(RECORDS SHOWN Opens)

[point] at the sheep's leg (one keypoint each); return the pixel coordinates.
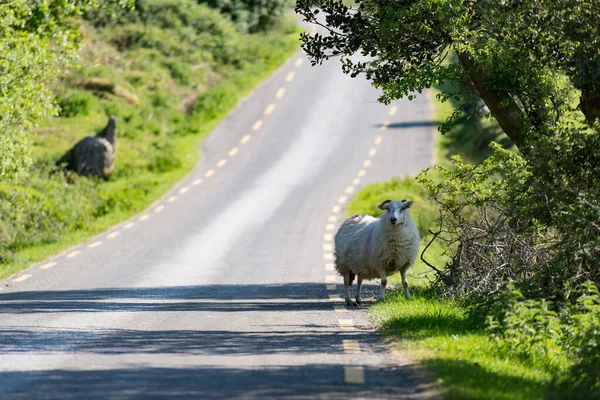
(405, 283)
(383, 285)
(358, 287)
(347, 289)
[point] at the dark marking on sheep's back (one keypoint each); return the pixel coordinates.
(355, 218)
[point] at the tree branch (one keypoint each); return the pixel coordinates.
(503, 108)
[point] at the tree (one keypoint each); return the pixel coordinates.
(37, 40)
(513, 54)
(531, 216)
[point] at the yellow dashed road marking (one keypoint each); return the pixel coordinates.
(354, 374)
(22, 278)
(346, 324)
(269, 109)
(47, 265)
(73, 254)
(351, 346)
(257, 125)
(245, 139)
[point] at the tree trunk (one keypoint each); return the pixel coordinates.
(503, 107)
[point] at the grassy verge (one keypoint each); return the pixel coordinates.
(187, 66)
(460, 352)
(466, 360)
(437, 332)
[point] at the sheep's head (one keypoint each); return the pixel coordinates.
(395, 210)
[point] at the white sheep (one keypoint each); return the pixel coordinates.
(371, 248)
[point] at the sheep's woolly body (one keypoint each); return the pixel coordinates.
(368, 246)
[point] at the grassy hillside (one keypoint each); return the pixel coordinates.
(169, 70)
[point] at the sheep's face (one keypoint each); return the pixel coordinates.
(395, 210)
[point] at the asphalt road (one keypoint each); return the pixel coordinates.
(223, 288)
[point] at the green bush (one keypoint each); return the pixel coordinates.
(40, 209)
(251, 15)
(562, 338)
(214, 102)
(75, 103)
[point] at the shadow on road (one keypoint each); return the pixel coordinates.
(410, 124)
(215, 298)
(204, 363)
(305, 382)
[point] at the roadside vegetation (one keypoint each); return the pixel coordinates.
(169, 70)
(511, 309)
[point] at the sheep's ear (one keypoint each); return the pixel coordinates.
(384, 205)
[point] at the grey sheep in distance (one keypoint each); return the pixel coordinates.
(370, 248)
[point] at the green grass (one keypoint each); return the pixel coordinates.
(465, 359)
(186, 79)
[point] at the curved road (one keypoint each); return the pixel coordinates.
(224, 288)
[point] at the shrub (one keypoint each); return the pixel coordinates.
(251, 15)
(40, 209)
(556, 336)
(533, 218)
(74, 104)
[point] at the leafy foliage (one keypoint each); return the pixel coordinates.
(251, 15)
(37, 40)
(404, 44)
(169, 71)
(545, 333)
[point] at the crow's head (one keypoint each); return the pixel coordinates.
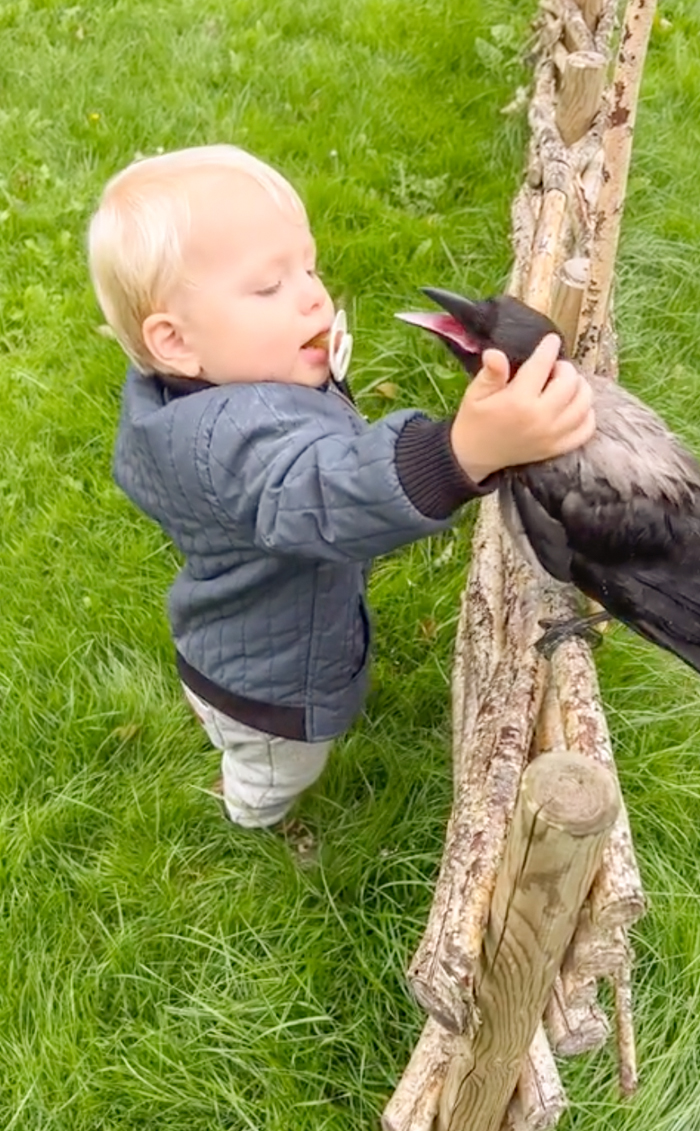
(468, 327)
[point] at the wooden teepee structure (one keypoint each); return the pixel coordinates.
(538, 882)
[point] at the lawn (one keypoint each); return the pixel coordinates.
(160, 968)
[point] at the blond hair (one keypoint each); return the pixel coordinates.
(137, 235)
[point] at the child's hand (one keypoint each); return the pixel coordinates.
(534, 416)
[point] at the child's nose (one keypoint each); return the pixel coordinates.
(313, 293)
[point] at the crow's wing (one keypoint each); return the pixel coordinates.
(639, 558)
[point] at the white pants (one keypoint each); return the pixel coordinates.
(264, 775)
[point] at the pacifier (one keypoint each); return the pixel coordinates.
(339, 347)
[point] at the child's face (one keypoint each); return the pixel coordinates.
(252, 299)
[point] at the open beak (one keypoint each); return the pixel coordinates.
(454, 327)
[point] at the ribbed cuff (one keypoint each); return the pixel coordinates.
(429, 472)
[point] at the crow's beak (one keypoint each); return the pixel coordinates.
(454, 328)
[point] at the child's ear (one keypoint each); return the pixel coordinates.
(165, 343)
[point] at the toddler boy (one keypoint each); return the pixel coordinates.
(258, 466)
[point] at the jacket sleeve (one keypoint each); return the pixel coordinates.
(314, 484)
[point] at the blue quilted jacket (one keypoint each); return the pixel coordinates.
(278, 497)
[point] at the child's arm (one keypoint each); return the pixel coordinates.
(544, 412)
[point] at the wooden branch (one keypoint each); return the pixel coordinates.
(545, 250)
(590, 10)
(568, 298)
(565, 809)
(618, 149)
(491, 761)
(414, 1104)
(616, 897)
(481, 630)
(575, 1029)
(624, 1030)
(539, 1088)
(580, 95)
(577, 33)
(593, 953)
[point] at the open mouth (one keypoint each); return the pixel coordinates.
(320, 340)
(444, 327)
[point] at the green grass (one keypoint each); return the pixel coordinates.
(160, 968)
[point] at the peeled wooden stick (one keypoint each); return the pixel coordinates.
(569, 292)
(618, 149)
(565, 806)
(414, 1104)
(546, 249)
(624, 1030)
(541, 1094)
(593, 953)
(575, 1029)
(481, 629)
(490, 762)
(580, 94)
(577, 33)
(616, 897)
(592, 11)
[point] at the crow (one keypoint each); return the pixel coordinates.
(619, 518)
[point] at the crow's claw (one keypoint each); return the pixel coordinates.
(558, 631)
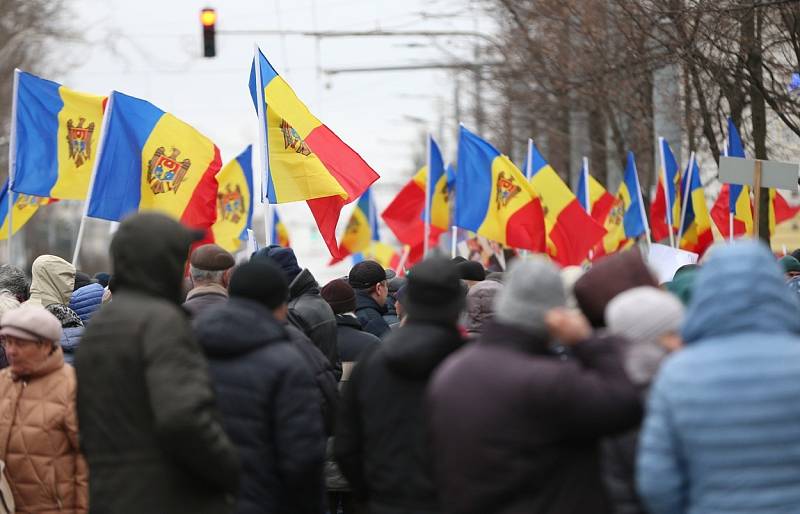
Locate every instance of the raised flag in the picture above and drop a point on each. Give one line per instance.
(667, 194)
(150, 160)
(571, 231)
(55, 134)
(696, 233)
(22, 210)
(305, 160)
(627, 219)
(495, 199)
(234, 202)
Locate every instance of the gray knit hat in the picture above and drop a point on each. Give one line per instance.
(532, 287)
(642, 315)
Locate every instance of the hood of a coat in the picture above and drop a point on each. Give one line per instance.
(237, 327)
(741, 289)
(304, 283)
(148, 254)
(52, 281)
(417, 348)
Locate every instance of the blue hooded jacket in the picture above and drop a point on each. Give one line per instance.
(722, 431)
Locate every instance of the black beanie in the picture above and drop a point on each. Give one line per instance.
(433, 292)
(262, 281)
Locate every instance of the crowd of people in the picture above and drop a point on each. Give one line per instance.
(216, 386)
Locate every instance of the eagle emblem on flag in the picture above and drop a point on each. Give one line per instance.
(291, 139)
(165, 173)
(79, 141)
(506, 190)
(230, 204)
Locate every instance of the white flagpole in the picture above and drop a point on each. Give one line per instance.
(427, 214)
(667, 200)
(686, 195)
(12, 160)
(98, 155)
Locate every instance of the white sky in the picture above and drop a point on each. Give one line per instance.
(152, 50)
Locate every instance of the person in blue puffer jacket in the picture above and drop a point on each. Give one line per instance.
(722, 431)
(86, 300)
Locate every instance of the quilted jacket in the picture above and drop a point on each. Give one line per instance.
(39, 439)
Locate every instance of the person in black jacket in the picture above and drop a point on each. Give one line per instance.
(266, 393)
(381, 444)
(307, 310)
(371, 283)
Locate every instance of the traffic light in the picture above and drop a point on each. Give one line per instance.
(208, 17)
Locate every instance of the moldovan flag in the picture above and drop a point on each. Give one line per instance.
(571, 231)
(495, 200)
(55, 134)
(594, 198)
(234, 201)
(361, 230)
(306, 160)
(667, 193)
(626, 221)
(25, 206)
(150, 160)
(280, 234)
(697, 235)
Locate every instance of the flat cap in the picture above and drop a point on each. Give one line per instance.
(212, 257)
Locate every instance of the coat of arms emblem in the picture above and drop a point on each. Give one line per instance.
(291, 139)
(79, 141)
(230, 204)
(165, 173)
(506, 190)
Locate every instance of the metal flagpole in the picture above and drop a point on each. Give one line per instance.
(12, 160)
(686, 195)
(667, 200)
(98, 155)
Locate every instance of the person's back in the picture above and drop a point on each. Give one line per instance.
(721, 428)
(145, 406)
(516, 429)
(381, 441)
(266, 394)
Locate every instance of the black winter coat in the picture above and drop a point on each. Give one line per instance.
(268, 400)
(515, 429)
(309, 312)
(370, 314)
(352, 339)
(381, 442)
(149, 427)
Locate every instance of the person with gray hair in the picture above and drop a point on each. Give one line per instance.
(209, 270)
(14, 281)
(513, 426)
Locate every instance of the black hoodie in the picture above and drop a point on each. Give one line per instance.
(381, 443)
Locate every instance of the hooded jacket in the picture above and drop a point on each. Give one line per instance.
(309, 312)
(381, 442)
(269, 405)
(52, 281)
(39, 439)
(150, 430)
(721, 432)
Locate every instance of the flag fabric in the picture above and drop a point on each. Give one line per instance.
(150, 160)
(626, 221)
(234, 202)
(56, 135)
(497, 201)
(280, 234)
(571, 231)
(23, 209)
(662, 217)
(362, 228)
(696, 234)
(305, 160)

(RECORDS SHOWN Closes)

[AIM OF THE EXERCISE]: Word for word, copy the line containing "Locate every instance of the traffic" and each line after it to the end of the records, and nothing besides.

[RESULT OF THE EXERCISE]:
Locate every instance of the traffic light in the picture above and drop a point on each. Give one line per instance.
(208, 17)
Locate every instance of the moldovan flag in the picture above and drop a point on each. Give one line per instance.
(571, 231)
(495, 200)
(55, 134)
(594, 198)
(234, 201)
(361, 230)
(306, 160)
(667, 193)
(626, 221)
(25, 206)
(150, 160)
(280, 234)
(697, 235)
Locate every instance of the flat cap in the picture above and drop a point on each. Give one line per instance.
(212, 257)
Locate every instance of the coat of arms emblem in the picture above and drop a point on each. Give one line per instance.
(291, 139)
(79, 141)
(230, 204)
(165, 173)
(506, 190)
Locate every instance of the metal flagpole in the picture above and drop a point on each. Give one line per instance.
(12, 160)
(686, 195)
(667, 200)
(98, 155)
Locate every instance of the person's back in the picture above and drop a point on each. Give one line per instance.
(721, 428)
(145, 406)
(516, 429)
(381, 441)
(266, 394)
Locate every instance of the black winter coat in the picture above and drop a point on each. Give one line per instance.
(268, 400)
(515, 429)
(309, 312)
(370, 314)
(352, 339)
(381, 442)
(149, 427)
Locate every instance of the person with gray hair in the picture above and drop a point on each. Give one line per instance.
(209, 270)
(14, 281)
(513, 426)
Locate every instance of the black hoodie in the picture above and drop a point on each. Give one line per instance.
(381, 443)
Locate every instance of the hooded jacket in the picture above and drop a point on each. Give one line per instance.
(309, 312)
(381, 442)
(269, 405)
(52, 281)
(39, 439)
(150, 430)
(721, 432)
Locate every instance of the flag fabric in the picture above and drop a point on each. Give one line per instance.
(150, 160)
(626, 221)
(234, 202)
(56, 135)
(497, 201)
(280, 234)
(571, 231)
(23, 209)
(662, 217)
(362, 228)
(696, 234)
(305, 160)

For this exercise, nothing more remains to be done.